- Problems:
A) According to the CanJam NYC 2023 write-up, what kept Campfire Audio from reaching the show?
B) Continue the CanJam NYC 2023 write-up from its last sentence.

──────── Document segment

CanJam NYC 2023

Bloom Audio / Campfire Audio

Last year Bloom Audio made their debut at CanJam NYC, this year they came prepared and even booked their own private side room to allow a quiet audition of all the portable and desktop gear they brought with them.  It was great to finally be able to chat in person with Andrew and Stephen.  With popularity of “Andrew” names, today many on Head-fi have to be more specific when talking about Andrew/Bloom or Andrew/Musicteck.  Also, just as I mentioned last year, it was great to see Bloom growing, expanding, and bringing to the show some of the products from manufacturers who were not able to attend this CanJam, like iBasso and Campfire.  It was nice to see the lineup of iBasso DAPs, including their latest modular flagship DX320 with different amps that people could try during the show.  With Campfire, Andrew actually saved the day because Ken and Caleb were booked to attend the CanJam NYC and were on their way to the show, but due to a snowstorm condition and cancelation of the flights, Campfire Audio wasn’t able to make it.  Thus, I was able to appreciate Bloom having the latest CFA releases on display in their room available for audition outside the main hall noise.

────────────────
──────── Supplied entries

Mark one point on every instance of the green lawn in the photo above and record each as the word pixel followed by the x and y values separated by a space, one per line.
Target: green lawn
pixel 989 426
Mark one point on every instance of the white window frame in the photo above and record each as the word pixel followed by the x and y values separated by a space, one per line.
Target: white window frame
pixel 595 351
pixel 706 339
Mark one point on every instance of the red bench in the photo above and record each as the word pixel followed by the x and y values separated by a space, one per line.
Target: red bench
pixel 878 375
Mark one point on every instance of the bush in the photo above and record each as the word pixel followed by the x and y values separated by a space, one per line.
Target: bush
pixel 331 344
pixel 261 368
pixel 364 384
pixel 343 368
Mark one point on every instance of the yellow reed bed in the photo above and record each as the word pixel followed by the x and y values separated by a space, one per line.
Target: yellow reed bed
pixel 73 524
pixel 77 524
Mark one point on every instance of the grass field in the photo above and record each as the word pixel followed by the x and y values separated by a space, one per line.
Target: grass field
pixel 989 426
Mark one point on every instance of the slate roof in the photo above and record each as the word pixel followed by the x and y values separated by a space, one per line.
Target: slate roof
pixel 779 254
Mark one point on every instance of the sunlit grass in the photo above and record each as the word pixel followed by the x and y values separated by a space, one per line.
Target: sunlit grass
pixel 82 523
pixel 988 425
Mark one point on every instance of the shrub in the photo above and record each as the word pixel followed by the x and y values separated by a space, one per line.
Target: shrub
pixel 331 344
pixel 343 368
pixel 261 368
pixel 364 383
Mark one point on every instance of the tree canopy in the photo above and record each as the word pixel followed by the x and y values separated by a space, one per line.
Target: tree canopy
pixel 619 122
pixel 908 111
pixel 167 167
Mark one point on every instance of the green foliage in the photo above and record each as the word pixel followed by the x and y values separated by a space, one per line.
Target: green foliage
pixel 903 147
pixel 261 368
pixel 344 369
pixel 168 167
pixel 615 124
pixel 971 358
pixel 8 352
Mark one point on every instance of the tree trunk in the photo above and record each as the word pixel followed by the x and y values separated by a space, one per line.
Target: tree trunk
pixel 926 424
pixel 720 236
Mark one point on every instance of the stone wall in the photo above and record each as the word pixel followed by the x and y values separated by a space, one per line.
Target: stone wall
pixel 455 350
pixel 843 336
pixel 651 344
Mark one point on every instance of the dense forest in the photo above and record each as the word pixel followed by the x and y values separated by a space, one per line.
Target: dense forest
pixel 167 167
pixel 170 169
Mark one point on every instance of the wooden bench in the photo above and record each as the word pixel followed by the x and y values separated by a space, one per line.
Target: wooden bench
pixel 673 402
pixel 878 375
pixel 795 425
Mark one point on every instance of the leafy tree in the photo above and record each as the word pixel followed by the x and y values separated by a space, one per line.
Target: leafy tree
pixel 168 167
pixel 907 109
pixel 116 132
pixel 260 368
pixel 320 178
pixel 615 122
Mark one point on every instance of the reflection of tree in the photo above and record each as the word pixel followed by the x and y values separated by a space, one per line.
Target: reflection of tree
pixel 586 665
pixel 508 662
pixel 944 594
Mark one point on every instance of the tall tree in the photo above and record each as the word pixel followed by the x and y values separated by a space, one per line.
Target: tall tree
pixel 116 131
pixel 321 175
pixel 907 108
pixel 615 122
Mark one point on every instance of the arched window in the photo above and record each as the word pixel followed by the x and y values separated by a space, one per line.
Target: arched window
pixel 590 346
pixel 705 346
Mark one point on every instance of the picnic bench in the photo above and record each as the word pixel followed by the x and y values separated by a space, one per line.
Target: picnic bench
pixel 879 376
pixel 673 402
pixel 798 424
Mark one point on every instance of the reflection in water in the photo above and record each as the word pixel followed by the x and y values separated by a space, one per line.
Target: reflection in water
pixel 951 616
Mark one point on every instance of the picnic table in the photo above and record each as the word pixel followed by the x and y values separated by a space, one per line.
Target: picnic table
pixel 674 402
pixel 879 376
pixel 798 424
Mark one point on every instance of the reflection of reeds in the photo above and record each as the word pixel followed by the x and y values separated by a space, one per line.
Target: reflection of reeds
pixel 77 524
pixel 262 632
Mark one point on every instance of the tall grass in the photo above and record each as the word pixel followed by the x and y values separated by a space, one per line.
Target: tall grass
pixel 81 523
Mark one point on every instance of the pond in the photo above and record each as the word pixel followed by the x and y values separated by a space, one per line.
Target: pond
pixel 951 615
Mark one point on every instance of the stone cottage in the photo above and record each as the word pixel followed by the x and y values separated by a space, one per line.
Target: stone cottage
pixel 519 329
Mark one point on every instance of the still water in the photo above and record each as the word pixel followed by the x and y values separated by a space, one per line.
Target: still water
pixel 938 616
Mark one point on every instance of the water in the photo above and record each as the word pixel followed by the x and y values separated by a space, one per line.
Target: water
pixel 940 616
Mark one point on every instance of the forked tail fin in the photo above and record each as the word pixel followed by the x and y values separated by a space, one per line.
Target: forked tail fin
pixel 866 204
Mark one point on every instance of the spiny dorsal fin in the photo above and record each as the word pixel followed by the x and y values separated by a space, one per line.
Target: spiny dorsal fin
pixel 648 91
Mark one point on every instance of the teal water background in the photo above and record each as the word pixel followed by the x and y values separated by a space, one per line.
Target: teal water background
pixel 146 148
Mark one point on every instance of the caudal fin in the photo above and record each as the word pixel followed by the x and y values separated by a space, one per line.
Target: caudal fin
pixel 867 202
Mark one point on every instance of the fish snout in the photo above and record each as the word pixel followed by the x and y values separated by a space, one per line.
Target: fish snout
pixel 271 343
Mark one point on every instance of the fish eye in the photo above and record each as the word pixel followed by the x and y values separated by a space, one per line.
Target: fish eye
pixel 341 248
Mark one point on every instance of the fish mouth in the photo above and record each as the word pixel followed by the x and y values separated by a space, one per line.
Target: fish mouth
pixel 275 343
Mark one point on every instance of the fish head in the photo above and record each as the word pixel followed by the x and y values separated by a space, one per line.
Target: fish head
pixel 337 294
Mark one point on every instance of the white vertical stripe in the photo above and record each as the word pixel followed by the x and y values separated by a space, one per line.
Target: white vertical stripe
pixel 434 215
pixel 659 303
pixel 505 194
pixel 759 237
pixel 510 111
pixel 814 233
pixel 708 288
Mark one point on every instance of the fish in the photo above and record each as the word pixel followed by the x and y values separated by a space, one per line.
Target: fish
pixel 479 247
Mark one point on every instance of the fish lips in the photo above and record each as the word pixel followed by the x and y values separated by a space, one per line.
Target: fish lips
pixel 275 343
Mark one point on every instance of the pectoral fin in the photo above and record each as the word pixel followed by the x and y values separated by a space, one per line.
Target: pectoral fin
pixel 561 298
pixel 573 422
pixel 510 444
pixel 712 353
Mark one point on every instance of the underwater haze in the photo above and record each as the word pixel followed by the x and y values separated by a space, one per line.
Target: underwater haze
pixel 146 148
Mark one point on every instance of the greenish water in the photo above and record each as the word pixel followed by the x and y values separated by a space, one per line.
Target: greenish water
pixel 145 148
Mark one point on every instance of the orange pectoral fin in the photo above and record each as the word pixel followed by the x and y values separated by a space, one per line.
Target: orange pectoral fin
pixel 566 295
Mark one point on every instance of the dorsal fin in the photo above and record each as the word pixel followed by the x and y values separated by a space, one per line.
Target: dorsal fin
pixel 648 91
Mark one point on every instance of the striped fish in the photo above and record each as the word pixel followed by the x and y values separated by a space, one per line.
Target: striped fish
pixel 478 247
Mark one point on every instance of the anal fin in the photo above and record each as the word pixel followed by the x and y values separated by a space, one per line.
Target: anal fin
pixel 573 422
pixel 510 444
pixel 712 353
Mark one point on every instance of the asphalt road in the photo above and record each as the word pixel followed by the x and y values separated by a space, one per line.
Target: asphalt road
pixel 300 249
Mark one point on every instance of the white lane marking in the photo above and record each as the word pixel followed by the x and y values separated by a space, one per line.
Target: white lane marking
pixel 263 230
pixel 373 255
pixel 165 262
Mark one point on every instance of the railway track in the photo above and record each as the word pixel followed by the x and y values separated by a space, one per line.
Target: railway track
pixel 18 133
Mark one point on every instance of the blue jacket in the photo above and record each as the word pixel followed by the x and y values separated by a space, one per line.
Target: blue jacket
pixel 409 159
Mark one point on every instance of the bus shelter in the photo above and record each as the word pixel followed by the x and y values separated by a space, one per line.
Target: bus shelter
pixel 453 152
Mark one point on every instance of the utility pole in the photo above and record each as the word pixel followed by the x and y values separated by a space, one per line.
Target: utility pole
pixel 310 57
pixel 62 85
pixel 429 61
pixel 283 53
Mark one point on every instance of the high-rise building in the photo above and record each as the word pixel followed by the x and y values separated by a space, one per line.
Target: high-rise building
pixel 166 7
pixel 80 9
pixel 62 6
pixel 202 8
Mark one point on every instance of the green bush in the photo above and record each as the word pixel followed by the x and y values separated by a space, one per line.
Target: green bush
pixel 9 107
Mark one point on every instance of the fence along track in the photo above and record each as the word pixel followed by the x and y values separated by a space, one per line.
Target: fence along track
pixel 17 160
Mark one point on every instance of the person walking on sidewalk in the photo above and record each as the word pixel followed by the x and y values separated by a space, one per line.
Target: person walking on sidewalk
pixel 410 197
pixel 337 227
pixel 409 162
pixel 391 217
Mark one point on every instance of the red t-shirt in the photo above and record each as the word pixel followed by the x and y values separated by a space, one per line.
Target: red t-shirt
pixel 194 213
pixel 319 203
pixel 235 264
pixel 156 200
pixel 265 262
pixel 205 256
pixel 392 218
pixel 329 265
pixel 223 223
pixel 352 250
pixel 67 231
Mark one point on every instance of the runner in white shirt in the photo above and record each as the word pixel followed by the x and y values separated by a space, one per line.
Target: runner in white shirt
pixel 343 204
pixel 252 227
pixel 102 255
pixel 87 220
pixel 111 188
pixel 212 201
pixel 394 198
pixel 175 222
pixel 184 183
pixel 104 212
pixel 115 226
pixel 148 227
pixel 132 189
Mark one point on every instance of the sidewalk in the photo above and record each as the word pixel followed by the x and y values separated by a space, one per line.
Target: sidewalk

────────────────

- Responses in order:
A) A snowstorm canceled their flights.

B)
I’m already familiar with Campfire Supermoon IEMs which I recently covered in my review.  That model elevated itself to one of my favorite Campfire IEMs, and I was curious about their just announced Andromeda and Solaris editions which received their own names, Andromeda Emerald Sea and Solaris Stellar Horizon instead of just 2023 versions.  Both were revamped in the design and the tuning, with more premium looks and all new packaging and accessories.  CFA always stands out with original packaging, but here they took it to a whole different level with a display presentation of handmade wooden crates and detachable “hand” as a hook to showcase their new iems.  Plus, included with each iems were 3 cables, the same wire cables with non-microphonic ribbon structure of wires side-by-side and 3.5mm, 2.5mm and 4.4mm termination.  I was surprised they decided not to have a modular plug system, and instead included 3 separate cables with the same wires and different terminations; I guess a bonus to use it with other CFA iems or just other mmcx iems.

I found new Andromeda to have a deep sub bass, with more sub-bass presence than mid-bass, neutral lower mids and more revealing clear transparent upper mids, and crisp treble with lots of air and sparkle.  The soundstage was huge.  Overall, I hear a very clean and transparent sound, deeper sub-bass and improved layering and separation of sounds in comparison to 2020 Andro.  Tbh, it felt like a new IEM rather than 2023 version, perhaps the reason it wasn’t called “2023” model.  And the sound was quite eartips depend, as well as dependent on the genre of music you pick, sounding better with natural timbre instruments rather than synthesized electronic EDM tracks.  Solaris also had a huge soundstage, and more mid forward presentation of the sound. I still hear a deep bass and crisp extended treble, but mids were more forward which lowered the perception of the bass impact, making low end to sound more neutral.  New Solaris also has a better layering and separation of the sound with a higher resolution in comparison to 2020 version, again, like a brand-new IEM instead of an updated version.  I will be doing a full detailed review of both, so looking forward to spend more time with these.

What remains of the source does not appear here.